◆ **Action item**
Only the pictures are dropped. Restate each line below word for word.
### Records provided ###
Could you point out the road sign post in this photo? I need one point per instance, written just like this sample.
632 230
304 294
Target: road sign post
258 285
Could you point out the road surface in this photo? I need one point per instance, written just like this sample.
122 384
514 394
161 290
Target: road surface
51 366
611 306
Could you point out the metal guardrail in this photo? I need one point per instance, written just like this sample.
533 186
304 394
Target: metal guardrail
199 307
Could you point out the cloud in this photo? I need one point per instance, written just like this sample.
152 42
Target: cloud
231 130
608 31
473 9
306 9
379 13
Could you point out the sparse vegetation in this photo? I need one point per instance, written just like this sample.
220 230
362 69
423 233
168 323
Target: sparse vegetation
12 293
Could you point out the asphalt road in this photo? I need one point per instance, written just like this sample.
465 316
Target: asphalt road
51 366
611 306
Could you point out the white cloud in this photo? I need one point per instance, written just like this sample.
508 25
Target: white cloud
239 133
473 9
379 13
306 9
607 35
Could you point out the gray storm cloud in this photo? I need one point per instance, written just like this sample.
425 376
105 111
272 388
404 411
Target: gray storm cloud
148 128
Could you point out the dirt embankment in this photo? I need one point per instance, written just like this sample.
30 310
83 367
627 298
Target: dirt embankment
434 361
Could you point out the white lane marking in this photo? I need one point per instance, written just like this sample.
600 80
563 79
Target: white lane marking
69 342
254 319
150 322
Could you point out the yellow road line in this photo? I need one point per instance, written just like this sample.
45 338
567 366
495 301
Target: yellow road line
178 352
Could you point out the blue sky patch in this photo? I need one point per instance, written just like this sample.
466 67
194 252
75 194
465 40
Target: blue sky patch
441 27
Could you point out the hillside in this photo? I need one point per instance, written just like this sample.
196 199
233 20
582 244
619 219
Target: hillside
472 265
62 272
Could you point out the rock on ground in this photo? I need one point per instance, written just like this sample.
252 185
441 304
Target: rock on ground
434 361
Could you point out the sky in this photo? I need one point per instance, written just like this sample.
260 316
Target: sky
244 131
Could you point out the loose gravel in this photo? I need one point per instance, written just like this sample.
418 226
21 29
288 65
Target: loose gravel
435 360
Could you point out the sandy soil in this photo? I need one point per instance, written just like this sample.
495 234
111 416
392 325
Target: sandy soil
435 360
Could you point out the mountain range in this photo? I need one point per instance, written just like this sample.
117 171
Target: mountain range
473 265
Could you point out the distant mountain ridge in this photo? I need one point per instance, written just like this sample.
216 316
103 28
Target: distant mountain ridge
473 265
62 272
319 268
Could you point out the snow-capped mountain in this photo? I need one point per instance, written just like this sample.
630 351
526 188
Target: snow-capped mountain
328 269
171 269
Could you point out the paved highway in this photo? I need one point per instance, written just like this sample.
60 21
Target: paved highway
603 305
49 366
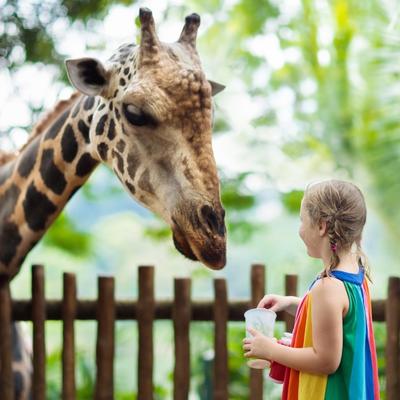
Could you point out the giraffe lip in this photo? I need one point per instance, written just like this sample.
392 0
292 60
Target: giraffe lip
212 252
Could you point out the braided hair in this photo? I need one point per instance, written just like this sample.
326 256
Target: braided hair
341 204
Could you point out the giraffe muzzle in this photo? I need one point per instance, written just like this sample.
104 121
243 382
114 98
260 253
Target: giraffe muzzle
202 238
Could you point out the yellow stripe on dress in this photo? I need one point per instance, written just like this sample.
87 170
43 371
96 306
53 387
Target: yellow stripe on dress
311 386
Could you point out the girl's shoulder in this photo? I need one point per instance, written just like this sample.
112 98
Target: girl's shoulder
330 289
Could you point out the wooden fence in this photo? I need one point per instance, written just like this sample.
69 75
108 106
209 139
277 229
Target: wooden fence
182 310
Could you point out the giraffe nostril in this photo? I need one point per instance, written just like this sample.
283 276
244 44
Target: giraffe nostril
215 224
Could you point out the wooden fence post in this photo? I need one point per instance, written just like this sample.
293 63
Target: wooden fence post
6 375
220 384
39 343
257 293
392 341
145 318
68 350
105 346
181 316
###
◆ **Task result**
Could you point out the road sign post in this photo? I need one point per instance, written just like this sample.
632 230
304 294
Target: road sign post
258 285
Could you point out the road surface in this photo? I need one point per instance, written just like this sample.
122 384
514 394
161 290
Target: road surface
51 366
611 306
Could you point out the metal guardrail in this photo? I need one point per instance, written just like this sample.
533 186
304 394
Target: metal guardrail
199 307
Could you point out the cloud in this photo? I need one point per instance, written just like this sample.
152 42
Target: cloud
231 130
608 31
473 9
306 9
379 13
Could you point out the sparse vegetation in this photo? I need one point per instance, written just like this sample.
220 230
362 69
423 233
168 323
Target: sparse vegetation
12 293
Could you point out the asphalt road in this photo? I need one point per instance, written just like this sample.
465 316
Target: asphalt road
51 366
611 306
Could you point out the white cloud in this photo? I need one point per instance, written just like this sample.
508 25
Target: white cloud
239 133
473 9
379 13
306 9
607 35
Could you point out the gray storm cloud in this photo? I need one point per instance, written just like this sample.
425 376
105 111
272 388
404 411
Target: gray storm cloud
148 128
Could you point out the dirt embankment in this photo? I need one point per instance, written just like this sample.
30 310
83 367
627 298
Target: dirt embankment
434 361
Could you point out the white lane marking in this photo? I need one point per instance, written just like this sample.
600 80
563 79
Target: white lane marking
69 342
254 319
150 322
Could you point out the yellow road line in this photo? I need one point per instance, written just like this sample.
45 338
567 366
495 301
Target: yellow road line
178 352
Could you point out the blue sky patch in this photo? I need one point per instance, written just like this sample.
466 67
194 252
75 194
465 40
Target: blue sky patch
441 27
Could you point out the hillside in this photo? I need one point per instance, written just like this sample.
196 199
233 20
582 244
619 219
Target: hillside
472 265
62 272
Could you point out the rock on ground in this photo? I need one point per instance, written just like this sample.
252 185
441 304
Target: rock on ground
434 361
Could you point out the sky in this photo? I need one point per instance, written just like this sample.
260 316
Target: sky
244 131
Could you point out the loose gravel in this photo? I need one point per instance, written just like this sample.
418 226
21 29
288 65
Target: loose gravel
435 360
Could you point out the sandy soil in this photo? I need one point per instance, written just like this sample.
495 234
111 416
392 325
Target: sandy soil
435 360
Could you point out the mountain range in this photo? I need one point per instance, written just like this sample.
117 171
Target: mountain range
473 265
Could you point out the distant mountain ridge in this photo? I need one point per instance, written just like this sample.
216 316
103 28
Target: distant mountain ridge
473 265
62 272
319 268
Could you point out the snow-capped mountain in this photo? I need one point per instance, written just like this sample.
630 351
526 188
Target: snow-capped mountain
328 269
171 269
Could you point out the paved highway in this photo? I need one point per instance, written just like this sample.
60 21
Target: paved highway
603 305
49 366
Could you point out the giraffe lip in this photo? I need one point per instance, written just like this sample.
392 0
292 60
Target: giraffe lip
212 252
Could you point out the braided hair in this photo? I need one point per instance, written just like this sample.
326 256
Target: braided hair
341 204
Could you point out the giraffe muzzle in this photo? I need one point per instance, written just like this sample.
104 121
243 382
114 98
260 253
Target: giraffe muzzle
202 238
Could you point out the yellow stripe on dress in this photo? I need one point per instance, written just like this sample.
87 170
43 371
96 306
53 387
Target: yellow stripe on dress
311 386
Could you point out the girl's shoulder in this photo? I need one point per instance, written just like this sample.
112 98
Target: girl's shoulder
330 289
Could you point out the wooden fence in this photo? I need one point per instance, written just like this sample.
69 75
108 106
209 139
277 229
Target: wooden fence
182 310
Could you point out the giraffe nostril in this photo? I need one point per instance, written just like this sample.
283 276
244 44
Target: giraffe nostril
215 224
Could you point out the wooden fence post in this photo? I need one point per instance, written just like this sample.
293 63
Target: wooden fence post
6 375
220 384
39 343
257 293
392 341
145 318
68 350
105 346
181 316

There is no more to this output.